→ Extracted information:
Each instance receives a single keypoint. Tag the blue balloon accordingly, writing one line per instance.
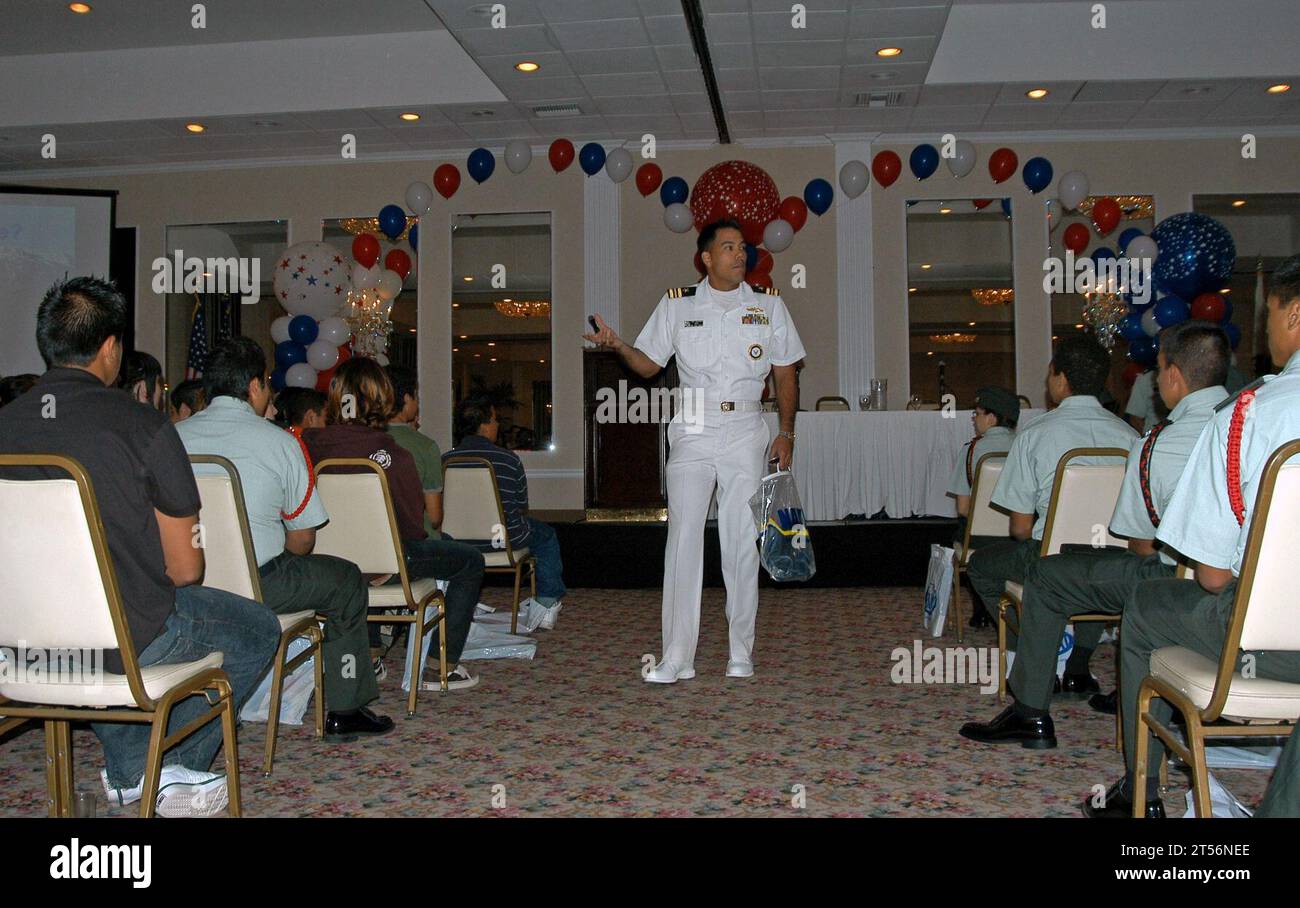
(923, 160)
(1036, 173)
(818, 195)
(391, 221)
(1196, 254)
(674, 190)
(592, 158)
(303, 329)
(289, 353)
(480, 164)
(1170, 311)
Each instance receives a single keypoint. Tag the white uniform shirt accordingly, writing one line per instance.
(726, 342)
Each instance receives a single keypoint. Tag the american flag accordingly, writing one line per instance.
(198, 358)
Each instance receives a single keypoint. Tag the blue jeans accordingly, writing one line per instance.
(546, 547)
(204, 621)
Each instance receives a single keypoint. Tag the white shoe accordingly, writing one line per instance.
(666, 673)
(740, 669)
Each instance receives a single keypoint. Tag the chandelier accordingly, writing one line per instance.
(993, 295)
(524, 308)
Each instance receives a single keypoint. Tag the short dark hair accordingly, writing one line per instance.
(189, 393)
(232, 366)
(472, 413)
(76, 318)
(1200, 350)
(706, 237)
(1286, 281)
(294, 403)
(1083, 362)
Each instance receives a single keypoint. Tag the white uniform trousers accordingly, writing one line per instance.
(728, 449)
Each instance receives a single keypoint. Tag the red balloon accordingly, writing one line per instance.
(1208, 306)
(1075, 238)
(739, 190)
(446, 180)
(794, 211)
(649, 176)
(1105, 215)
(885, 167)
(365, 250)
(560, 154)
(1001, 164)
(398, 260)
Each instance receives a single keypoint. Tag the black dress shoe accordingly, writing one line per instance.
(346, 729)
(1009, 727)
(1117, 805)
(1079, 687)
(1105, 703)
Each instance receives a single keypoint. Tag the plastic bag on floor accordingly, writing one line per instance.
(785, 549)
(298, 691)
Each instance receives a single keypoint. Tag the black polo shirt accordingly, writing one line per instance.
(135, 463)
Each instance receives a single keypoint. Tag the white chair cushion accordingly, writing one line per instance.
(115, 691)
(1248, 697)
(390, 596)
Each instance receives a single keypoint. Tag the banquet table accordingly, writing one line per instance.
(854, 462)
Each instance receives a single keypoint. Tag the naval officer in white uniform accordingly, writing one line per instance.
(727, 336)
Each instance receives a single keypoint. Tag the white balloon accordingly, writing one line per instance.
(518, 155)
(333, 331)
(280, 328)
(778, 236)
(321, 355)
(618, 164)
(300, 375)
(677, 217)
(854, 178)
(1073, 189)
(963, 158)
(419, 197)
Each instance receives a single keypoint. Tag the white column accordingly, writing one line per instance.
(853, 277)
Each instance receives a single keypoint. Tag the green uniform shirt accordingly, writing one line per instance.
(1168, 457)
(428, 463)
(1030, 471)
(1199, 520)
(997, 440)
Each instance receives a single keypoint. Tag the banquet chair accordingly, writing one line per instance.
(472, 510)
(982, 520)
(363, 528)
(832, 403)
(1214, 699)
(77, 608)
(230, 565)
(1083, 498)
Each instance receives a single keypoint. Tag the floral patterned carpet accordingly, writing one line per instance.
(820, 730)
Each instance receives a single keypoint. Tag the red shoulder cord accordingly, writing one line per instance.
(1234, 455)
(311, 476)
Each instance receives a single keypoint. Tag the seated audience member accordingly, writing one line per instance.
(404, 428)
(14, 387)
(1208, 520)
(142, 379)
(187, 398)
(359, 405)
(150, 504)
(1192, 366)
(299, 409)
(1075, 376)
(284, 514)
(476, 431)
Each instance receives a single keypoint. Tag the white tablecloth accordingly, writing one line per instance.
(853, 462)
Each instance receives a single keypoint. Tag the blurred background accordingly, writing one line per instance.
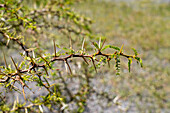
(140, 24)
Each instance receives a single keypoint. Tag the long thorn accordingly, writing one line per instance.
(121, 49)
(82, 48)
(5, 60)
(54, 48)
(94, 64)
(23, 93)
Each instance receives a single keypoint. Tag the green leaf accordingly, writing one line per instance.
(113, 47)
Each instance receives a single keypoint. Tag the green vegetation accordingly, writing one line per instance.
(65, 47)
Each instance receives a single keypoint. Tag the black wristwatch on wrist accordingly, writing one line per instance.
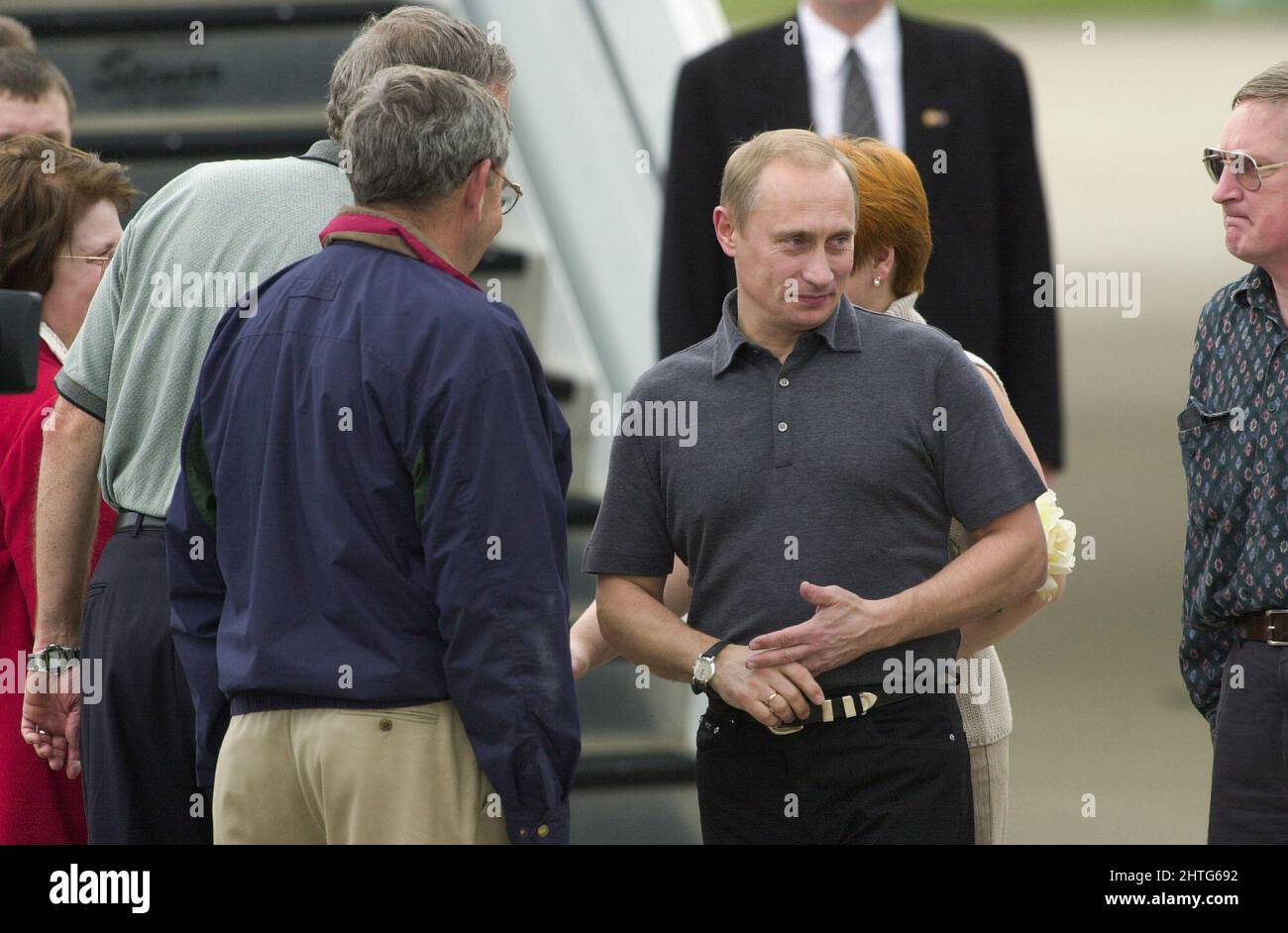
(704, 668)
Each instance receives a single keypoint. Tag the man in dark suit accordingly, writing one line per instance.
(956, 102)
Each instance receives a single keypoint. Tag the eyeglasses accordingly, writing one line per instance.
(101, 261)
(1245, 170)
(510, 193)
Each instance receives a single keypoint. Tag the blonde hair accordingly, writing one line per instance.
(1270, 85)
(738, 188)
(896, 213)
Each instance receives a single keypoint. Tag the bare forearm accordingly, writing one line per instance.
(999, 570)
(67, 507)
(990, 630)
(636, 623)
(589, 646)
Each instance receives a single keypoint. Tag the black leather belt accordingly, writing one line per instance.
(128, 521)
(850, 705)
(1270, 627)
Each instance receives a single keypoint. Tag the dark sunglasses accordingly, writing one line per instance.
(1245, 170)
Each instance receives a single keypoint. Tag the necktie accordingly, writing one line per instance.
(858, 115)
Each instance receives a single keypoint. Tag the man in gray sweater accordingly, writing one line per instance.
(201, 246)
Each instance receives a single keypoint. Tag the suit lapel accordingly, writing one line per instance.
(926, 108)
(789, 75)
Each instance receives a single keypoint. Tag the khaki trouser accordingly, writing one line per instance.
(988, 780)
(314, 777)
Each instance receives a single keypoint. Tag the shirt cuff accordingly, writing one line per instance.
(80, 396)
(539, 828)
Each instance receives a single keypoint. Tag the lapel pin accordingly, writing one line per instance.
(934, 119)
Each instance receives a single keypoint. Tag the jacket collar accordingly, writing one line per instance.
(386, 232)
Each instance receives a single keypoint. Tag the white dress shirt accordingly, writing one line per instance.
(881, 51)
(53, 341)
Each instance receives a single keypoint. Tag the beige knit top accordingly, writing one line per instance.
(984, 722)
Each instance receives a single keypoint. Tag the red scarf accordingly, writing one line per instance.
(375, 226)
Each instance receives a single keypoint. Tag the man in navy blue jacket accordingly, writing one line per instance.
(368, 540)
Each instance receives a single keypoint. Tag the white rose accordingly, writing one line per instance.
(1061, 536)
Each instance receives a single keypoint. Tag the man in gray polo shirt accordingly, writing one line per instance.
(823, 454)
(201, 246)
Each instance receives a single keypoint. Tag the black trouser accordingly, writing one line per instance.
(1249, 760)
(901, 774)
(138, 742)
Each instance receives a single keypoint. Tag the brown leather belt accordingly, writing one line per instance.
(846, 706)
(1270, 627)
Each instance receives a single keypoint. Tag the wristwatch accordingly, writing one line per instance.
(53, 659)
(704, 668)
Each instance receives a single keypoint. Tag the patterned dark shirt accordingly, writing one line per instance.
(1232, 435)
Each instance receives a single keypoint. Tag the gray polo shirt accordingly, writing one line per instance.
(194, 250)
(842, 466)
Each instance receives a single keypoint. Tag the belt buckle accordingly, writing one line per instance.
(1271, 641)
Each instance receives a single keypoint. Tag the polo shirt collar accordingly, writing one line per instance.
(323, 151)
(840, 332)
(386, 232)
(825, 47)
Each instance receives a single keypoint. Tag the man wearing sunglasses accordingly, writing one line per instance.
(1233, 433)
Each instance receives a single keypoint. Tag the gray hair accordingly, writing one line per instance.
(1270, 85)
(412, 35)
(416, 133)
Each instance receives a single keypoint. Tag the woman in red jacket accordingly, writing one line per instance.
(58, 228)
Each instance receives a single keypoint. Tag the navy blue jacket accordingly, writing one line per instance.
(370, 512)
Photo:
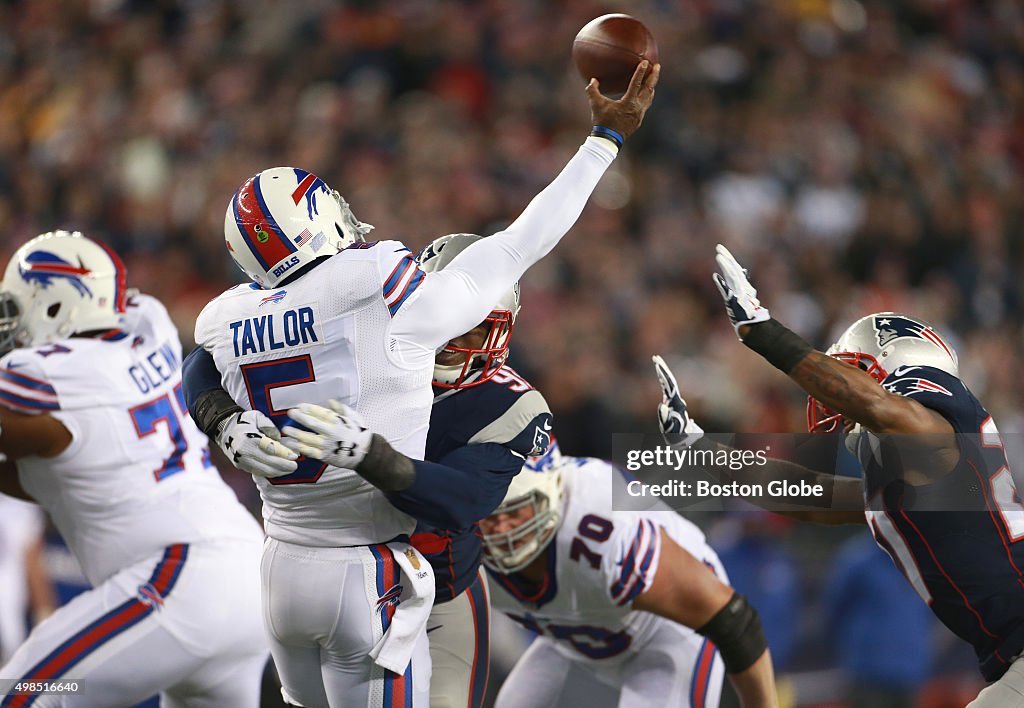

→ What you have to do:
Only the lines from the one with "Each instance receives a single keypoint. Tag the black trouser" to the end of the listing, both ends included, should be retyped exactly; no pictures belong in the copy.

→ Exercise answer:
Each instance receives a single keypoint. Tag the black trouser accordingly, writing one line per instance.
(1249, 760)
(901, 774)
(138, 742)
Each instance receives a single keypoint. Tag the brown leather belt accordingly, writing one line per instance.
(846, 706)
(1270, 627)
Each instance receives a single keypoint. Tag the wristwatch accordingly, writing one line per instance.
(53, 659)
(704, 668)
Each instance receives a single keypoint. Tag the patterned dark shirt accordingly, writing one line per instance.
(1232, 435)
Each instance receives a single keypoint. Tag the gray polo shirt accordingly, writing one line per instance.
(194, 250)
(842, 466)
Each instance receives a single keypoint. Tag the belt buckle accordingly, writing one line per instance.
(1271, 641)
Each instance receives a single keypoint. Tag the polo shirt collar accordingly, writing one line per instance.
(323, 151)
(840, 332)
(386, 232)
(825, 47)
Each instance receives a single keypoint. Tag the man wearing sunglasses accordingly, writing one line per instance.
(1233, 433)
Each instance receives a single keypoint. Tag the gray hair accordingly, writing one line per instance.
(1270, 85)
(412, 35)
(416, 133)
Each instance receives a single keypoint. Tag the woman in red jacket accordingly, writing one line per instance.
(58, 228)
Each instance receives a single keypoint. Tag the navy blue jacket accordingly, writing one line per instance.
(370, 512)
Photo:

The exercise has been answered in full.